SHORT PROBLEM:
Take the entries below and reproduce them word for word.

========

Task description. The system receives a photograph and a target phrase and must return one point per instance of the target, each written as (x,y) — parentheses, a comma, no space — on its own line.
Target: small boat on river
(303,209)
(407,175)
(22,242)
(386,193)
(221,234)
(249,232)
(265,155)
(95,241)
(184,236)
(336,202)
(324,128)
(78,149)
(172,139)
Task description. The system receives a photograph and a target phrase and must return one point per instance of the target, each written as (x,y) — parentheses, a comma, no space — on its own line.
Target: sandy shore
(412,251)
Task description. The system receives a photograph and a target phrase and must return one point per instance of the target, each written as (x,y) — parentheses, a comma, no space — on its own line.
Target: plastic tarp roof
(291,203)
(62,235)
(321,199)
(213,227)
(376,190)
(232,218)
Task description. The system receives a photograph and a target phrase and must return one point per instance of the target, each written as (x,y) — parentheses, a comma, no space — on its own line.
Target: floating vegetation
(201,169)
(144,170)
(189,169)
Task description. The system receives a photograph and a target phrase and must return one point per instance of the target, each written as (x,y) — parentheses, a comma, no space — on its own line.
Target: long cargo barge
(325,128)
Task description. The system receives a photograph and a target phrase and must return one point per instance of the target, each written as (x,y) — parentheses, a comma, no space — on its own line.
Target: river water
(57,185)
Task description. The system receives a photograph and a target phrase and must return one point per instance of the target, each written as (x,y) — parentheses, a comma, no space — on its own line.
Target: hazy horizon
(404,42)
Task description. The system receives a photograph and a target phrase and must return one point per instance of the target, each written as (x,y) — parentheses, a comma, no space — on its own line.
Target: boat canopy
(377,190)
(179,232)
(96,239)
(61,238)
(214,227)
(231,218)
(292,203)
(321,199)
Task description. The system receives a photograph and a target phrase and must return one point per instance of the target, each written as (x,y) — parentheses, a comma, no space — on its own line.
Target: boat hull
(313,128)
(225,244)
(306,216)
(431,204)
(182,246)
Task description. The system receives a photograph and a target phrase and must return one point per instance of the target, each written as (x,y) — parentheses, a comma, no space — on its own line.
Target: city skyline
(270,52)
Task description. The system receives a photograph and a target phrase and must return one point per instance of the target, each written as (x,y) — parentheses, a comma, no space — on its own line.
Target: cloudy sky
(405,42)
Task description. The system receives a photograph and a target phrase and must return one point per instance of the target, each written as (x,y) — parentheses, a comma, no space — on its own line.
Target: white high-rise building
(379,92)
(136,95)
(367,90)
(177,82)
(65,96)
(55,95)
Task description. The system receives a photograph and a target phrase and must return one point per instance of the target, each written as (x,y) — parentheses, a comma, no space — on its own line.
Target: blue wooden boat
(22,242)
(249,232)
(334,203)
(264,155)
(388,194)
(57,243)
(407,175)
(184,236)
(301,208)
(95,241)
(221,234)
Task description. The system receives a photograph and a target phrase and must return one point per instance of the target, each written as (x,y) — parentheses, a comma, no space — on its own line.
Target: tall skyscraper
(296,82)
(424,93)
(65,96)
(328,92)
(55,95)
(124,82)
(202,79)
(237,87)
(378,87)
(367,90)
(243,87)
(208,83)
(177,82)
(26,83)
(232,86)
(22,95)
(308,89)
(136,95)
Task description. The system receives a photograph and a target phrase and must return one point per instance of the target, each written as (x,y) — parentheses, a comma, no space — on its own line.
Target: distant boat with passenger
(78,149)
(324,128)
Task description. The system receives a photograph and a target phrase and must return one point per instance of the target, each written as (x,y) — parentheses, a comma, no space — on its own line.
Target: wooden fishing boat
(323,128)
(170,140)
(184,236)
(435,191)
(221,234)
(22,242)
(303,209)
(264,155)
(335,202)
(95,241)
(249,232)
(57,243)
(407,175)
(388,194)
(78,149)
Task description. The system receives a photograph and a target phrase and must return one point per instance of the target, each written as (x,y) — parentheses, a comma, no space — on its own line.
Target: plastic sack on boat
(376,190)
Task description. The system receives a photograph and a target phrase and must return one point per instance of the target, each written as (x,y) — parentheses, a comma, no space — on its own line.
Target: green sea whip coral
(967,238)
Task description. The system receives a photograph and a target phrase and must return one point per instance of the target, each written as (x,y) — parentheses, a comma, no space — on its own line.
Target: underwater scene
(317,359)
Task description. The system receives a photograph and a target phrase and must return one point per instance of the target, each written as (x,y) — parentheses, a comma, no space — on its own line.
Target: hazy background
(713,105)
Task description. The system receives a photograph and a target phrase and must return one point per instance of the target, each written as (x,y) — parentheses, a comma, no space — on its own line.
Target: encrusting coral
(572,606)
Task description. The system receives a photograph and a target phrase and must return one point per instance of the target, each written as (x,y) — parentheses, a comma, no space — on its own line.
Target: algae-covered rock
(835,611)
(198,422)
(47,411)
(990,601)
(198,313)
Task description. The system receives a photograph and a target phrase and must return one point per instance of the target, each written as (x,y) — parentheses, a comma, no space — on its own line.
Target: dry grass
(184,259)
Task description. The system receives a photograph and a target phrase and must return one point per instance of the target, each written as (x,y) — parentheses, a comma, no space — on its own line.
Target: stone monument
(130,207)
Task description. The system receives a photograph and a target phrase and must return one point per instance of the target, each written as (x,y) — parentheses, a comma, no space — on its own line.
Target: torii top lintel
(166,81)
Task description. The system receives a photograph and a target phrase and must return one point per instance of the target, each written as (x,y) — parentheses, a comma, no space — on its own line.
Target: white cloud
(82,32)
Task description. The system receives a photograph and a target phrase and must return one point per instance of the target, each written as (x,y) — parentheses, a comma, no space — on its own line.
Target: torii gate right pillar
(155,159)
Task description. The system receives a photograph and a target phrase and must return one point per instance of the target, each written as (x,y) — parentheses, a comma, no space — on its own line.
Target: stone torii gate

========

WRITTEN REPLY:
Task description. The system receives a photograph and a target phrase and must return one point per instance of the target, each written as (x,y) — parentheses, a comma, no space — on its own line.
Target: small boat on river
(303,209)
(407,175)
(22,242)
(386,193)
(221,234)
(249,232)
(265,155)
(95,241)
(184,236)
(336,202)
(324,128)
(78,149)
(172,139)
Task description. The system receives a photograph and a target phrase and must return one point per instance of the target, each written as (x,y) — parentheses, a comma, no space — on its own line.
Target: sandy shore
(412,251)
Task description. The system receives a photograph and a target phrase and must return one point per instance of the target, each written as (x,y) — parentheses, a comma, no space — on its own line.
Target: plastic tarp roof
(291,203)
(62,235)
(321,199)
(213,227)
(376,190)
(232,218)
Task description. The system receives a photograph and a target phrase and must return one point per instance of the target, each written as (x,y) — parentheses, a comma, no space — on its own line.
Target: floating vegetation
(201,169)
(144,170)
(189,169)
Task description. The system receives a photograph and a target phrase and must return one point per instance of the target, each written as (x,y) — parentheses, a comma, no space — on its own line.
Target: long cargo barge
(325,128)
Task description. The system receives a photograph and a target phrase and must return one point per instance of the target, each written as (x,y) — parentheses, a comma, no space — on its own line.
Target: river water
(57,185)
Task description. The system receives a photograph and a target phrase and must return one point per instance of the target, each written as (x,y) — parentheses, a comma, no space — on its own line.
Target: hazy horizon
(404,42)
Task description. The system receives a photograph and a target phrase and must return one point per instance of the target, each written as (x,y) — parentheses, a comma, no space — on its own line.
Target: boat canopy
(377,190)
(179,232)
(96,239)
(61,238)
(214,227)
(231,218)
(292,203)
(321,199)
Task description. The system receives a photograph and a target phrase and must return one point per instance of the target, each written as (x,y) — parentheses, a comma, no space — on its own line.
Target: boat hull
(313,128)
(225,244)
(306,216)
(431,204)
(182,246)
Task description. The system receives a photograph and a target phrase and must return one point per instance of the target, each written as (x,y) — parentheses, a comma, no space — on its own line.
Target: city skyline
(270,52)
Task description. The system receives a photograph and a target phrase and must return one point per instance of the target, each written as (x,y) — parentheses, a comma, no space — on its own line.
Target: cloudy sky
(405,42)
Task description. The system receives a photograph and a target phrase and must return one point per instance of the target, each written as (x,y) — parentheses, a comma, no space — on its own line.
Target: white high-rise building
(379,92)
(136,95)
(367,90)
(177,82)
(65,96)
(55,95)
Task description. The system receives a photograph and a target phrase and must return one point per instance of the target, each written as (x,y) — parentheses, a comma, no space — on its own line.
Target: blue wooden boat
(22,242)
(249,232)
(334,203)
(264,155)
(388,194)
(57,243)
(407,175)
(184,236)
(301,208)
(95,241)
(221,234)
Task description. The system receives a photograph and a target phrase and must return one point per instance of the target, each written as (x,y) — parentheses, a comma, no space — on its own line.
Target: tall skyscraper
(296,82)
(424,93)
(65,96)
(328,92)
(55,95)
(124,82)
(202,79)
(237,87)
(378,87)
(367,90)
(243,87)
(208,83)
(177,82)
(26,83)
(232,86)
(22,95)
(308,89)
(136,95)
Task description. The system receives a photograph and a target phrase and must return one point per instance of the target, each written as (x,y) — parentheses, a comma, no space — on its own line.
Target: distant boat with passenger
(78,149)
(324,128)
Task description. The system receives a photograph and a target phrase and must return one point per instance of the target, each written as (x,y) — parentheses, a comma, no space — on its own line.
Target: wooden fishing boat
(323,128)
(170,140)
(184,236)
(435,191)
(221,234)
(22,242)
(303,209)
(264,155)
(335,202)
(95,241)
(249,232)
(57,243)
(407,175)
(388,194)
(78,149)
Task description. The system receives a photograph and a target phrase and must return one point per instance of the target, each written as (x,y) — parentheses, a comma, no space — on its own line.
Target: plastic sack on boat
(376,190)
Task description. The system receives a photograph and a target phrase and must return one point per instance of the target, each written as (x,y) — parentheses, a comma, no space — on its own line.
Target: green sea whip coral
(967,238)
Task description. The system receives a photograph and a target phrase and must return one point per instance of the target, each written as (x,y) — parentheses, a comma, no space — on its own line.
Target: underwater scene
(317,359)
Task description. The system receives a photograph and a target phrase and must return one point per instance of the target, each written as (x,y) — parentheses, a comma, no space — on its own line.
Target: hazy background
(713,105)
Task description. The system receives a photograph and a target phrase and must return one point per instance of the target, each written as (x,y) — parentheses, a comma, no space — on its own line.
Target: encrusting coral
(572,606)
Task description. The system receives a photograph and a target phrase and must return one point per instance of the target, each written as (x,y) — parentheses, a comma, no space — on its own line.
Target: algae-covered rock
(835,611)
(198,422)
(47,411)
(990,601)
(198,313)
Task description. The system receives a photograph and a target phrase and must return one point per instance of the target, each written as (x,y) — parentheses, a comma, no space — on its own line.
Target: dry grass
(184,259)
Task description. The system receives a photograph and a target phrase and must return one point per instance of the target, each written as (x,y) — parentheses, a comma, no space — on its own line.
Target: stone monument
(130,207)
Task description. The system receives a photograph and a target phrase and must return one point per instance of the target, each written as (x,y) — parentheses, a comma, no space — on its own line.
Target: torii top lintel
(166,81)
Task description. The system receives a photograph and a target phrase and must return one point per instance of the target, each written as (x,y) — parentheses, a comma, no space — on its own line.
Target: white cloud
(82,32)
Task description. The system receives a photograph and a target phrase and must return one point per instance of the target, each written as (x,y) — parentheses, a comma, no space — on its own line.
Target: torii gate right pillar
(155,159)
Task description. The system receives a photograph and a target phrase and must return one point per instance of the target, each written as (x,y) — parentheses, a comma, no space — on its own line.
Target: stone torii gate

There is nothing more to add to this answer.